**Fragmentos del listado:**
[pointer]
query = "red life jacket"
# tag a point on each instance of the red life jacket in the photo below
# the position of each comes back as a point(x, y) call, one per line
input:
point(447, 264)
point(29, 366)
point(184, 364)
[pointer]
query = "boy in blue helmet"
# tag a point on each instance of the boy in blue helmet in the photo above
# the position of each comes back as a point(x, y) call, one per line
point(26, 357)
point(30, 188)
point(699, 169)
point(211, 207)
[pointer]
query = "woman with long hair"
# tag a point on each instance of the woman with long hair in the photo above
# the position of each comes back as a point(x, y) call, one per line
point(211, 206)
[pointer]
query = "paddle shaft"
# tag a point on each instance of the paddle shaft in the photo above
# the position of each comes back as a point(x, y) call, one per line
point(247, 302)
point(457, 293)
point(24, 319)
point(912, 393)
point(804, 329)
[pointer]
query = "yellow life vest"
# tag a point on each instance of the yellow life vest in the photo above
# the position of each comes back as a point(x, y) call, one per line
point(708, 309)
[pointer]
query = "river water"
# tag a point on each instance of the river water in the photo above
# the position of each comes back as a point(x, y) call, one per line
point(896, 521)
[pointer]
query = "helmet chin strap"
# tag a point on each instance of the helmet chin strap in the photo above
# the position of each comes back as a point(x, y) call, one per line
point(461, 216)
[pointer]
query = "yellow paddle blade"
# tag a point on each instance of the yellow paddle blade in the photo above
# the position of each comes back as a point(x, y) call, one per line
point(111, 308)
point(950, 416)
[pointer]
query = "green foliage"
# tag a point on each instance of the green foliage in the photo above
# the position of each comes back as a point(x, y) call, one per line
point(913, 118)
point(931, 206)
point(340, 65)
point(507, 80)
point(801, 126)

**Problema breve:**
Dispón todas las líneas del listado anterior en una tabla Markdown de dos columnas: «Fila», con su número, y «Línea», con el texto correspondiente. Omite las líneas en blanco.

**Solución completa:**
| Fila | Línea |
|---|---|
| 1 | [pointer] |
| 2 | query = "red life jacket" |
| 3 | # tag a point on each instance of the red life jacket in the photo below |
| 4 | # the position of each comes back as a point(x, y) call, one per line |
| 5 | input: |
| 6 | point(447, 264) |
| 7 | point(29, 366) |
| 8 | point(184, 364) |
| 9 | [pointer] |
| 10 | query = "boy in blue helmet" |
| 11 | # tag a point on each instance of the boy in blue helmet in the photo above |
| 12 | # the position of each comes back as a point(x, y) call, one per line |
| 13 | point(26, 357) |
| 14 | point(30, 188) |
| 15 | point(699, 169) |
| 16 | point(211, 207) |
| 17 | [pointer] |
| 18 | query = "woman with long hair" |
| 19 | # tag a point on each instance of the woman with long hair in the photo above |
| 20 | # the position of each comes back as a point(x, y) call, one per line |
| 21 | point(211, 206) |
| 22 | [pointer] |
| 23 | query = "paddle shaft" |
| 24 | # tag a point on each instance of the paddle shaft in the photo above |
| 25 | # the position of each comes back as a point(x, y) call, one per line |
| 26 | point(247, 302) |
| 27 | point(457, 293) |
| 28 | point(24, 319) |
| 29 | point(912, 393) |
| 30 | point(804, 329) |
| 31 | [pointer] |
| 32 | query = "yellow life vest" |
| 33 | # tag a point on each instance of the yellow life vest in the photo above |
| 34 | # the position of each comes back as a point(x, y) call, one per line |
| 35 | point(708, 309) |
| 36 | [pointer] |
| 37 | query = "river water" |
| 38 | # tag a point on each instance of the river water in the photo above |
| 39 | # the position of each comes back as a point(x, y) call, one per line |
| 40 | point(896, 521) |
| 41 | [pointer] |
| 42 | query = "helmet chin strap" |
| 43 | # tag a point on each instance of the helmet chin strap in the photo above |
| 44 | # the position of each comes back as a point(x, y) call, one per line |
| 45 | point(461, 216) |
| 46 | [pointer] |
| 47 | query = "yellow paddle blade" |
| 48 | # tag a point on each instance of the yellow paddle blade in the photo above |
| 49 | # the position of each comes back as a point(x, y) call, one per line |
| 50 | point(111, 308) |
| 51 | point(950, 416) |
| 52 | [pointer] |
| 53 | query = "green foliage" |
| 54 | # tag a point on each instance of the green foliage in the photo above |
| 55 | # the position of each comes back as a point(x, y) call, one per line |
| 56 | point(913, 118) |
| 57 | point(931, 206) |
| 58 | point(340, 65) |
| 59 | point(507, 80) |
| 60 | point(801, 126) |